Text to read:
# Nice photos!!!



## usamagoat (May 2, 2013)

Just thought i'd share with you some of goat pics!:shades: i was looking on the images and found some of these nice anglo nubianpics so thought i would share:rainbow:

the 5th one is especially for nubian fan cause it looks like one of her goats


----------



## ksalvagno (Oct 6, 2009)

Nice!


----------



## Jocelnlee (Oct 10, 2013)

Good looking crew, is #4 huge or are you tiny?! Lol


----------



## Jessica84 (Oct 27, 2011)

That's what I'm saying!!! Love the color on those 3.....3rd from last


----------



## usamagoat (May 2, 2013)

me too!:shades:


----------



## kenzie (Sep 22, 2013)

They look great


----------



## Cedar Point Kikos (Oct 16, 2013)

Love the little brown guy! Cutie!
What a big buck! I didn't Nubians could get that big.


----------



## usamagoat (May 2, 2013)

LLNkikos said:


> Love the little brown guy! Cutie!
> What a big buck! I didn't Nubians could get that big.


yep thats how nubians can grow:leap:


----------



## kccjer (Jan 27, 2012)

Just an FYI...these are images from the web. But they sure are some awesome pics!! I love looking at the different breed images.


----------



## usamagoat (May 2, 2013)

kccjer said:


> Just an FYI...these are images from the web. But they sure are some awesome pics!! I love looking at the different breed images.

Material:

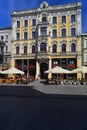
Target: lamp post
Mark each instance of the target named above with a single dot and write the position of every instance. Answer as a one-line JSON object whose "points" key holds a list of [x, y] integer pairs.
{"points": [[2, 44]]}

Problem to work on: Continue the forum thread about the Anglo Nubian goat pictures from the point where it stops.

Exercise result:
I know they are i said i was looking on google images about some anglonubans? duh:rose:


----------



## kccjer (Jan 27, 2012)

usamagoat said:


> I know they are i said i was looking on google images about some anglonubans? duh:rose:


LOL I know you did! But some responses on here indicate that some people thought they were YOUR animals. LOL


----------



## NubianFan (Jun 3, 2013)

Beautiful Goats! And yes #5 does resemble Dru quite a bit. I love that big buck, that lady does not look short either look at her long legs. My friend has a buck that is at least that big if not bigger though.


----------



## Maggie (Nov 5, 2010)

They are just beautiful!


----------



## HorsePrerace (Jul 25, 2013)

Gorgeous pics thx for sharing!


----------



## dayofthunder (Aug 23, 2013)

I love the 2nd pic with the cute little tongue. So cute!


----------



## thomcarol (Feb 3, 2012)

Beautiful goats.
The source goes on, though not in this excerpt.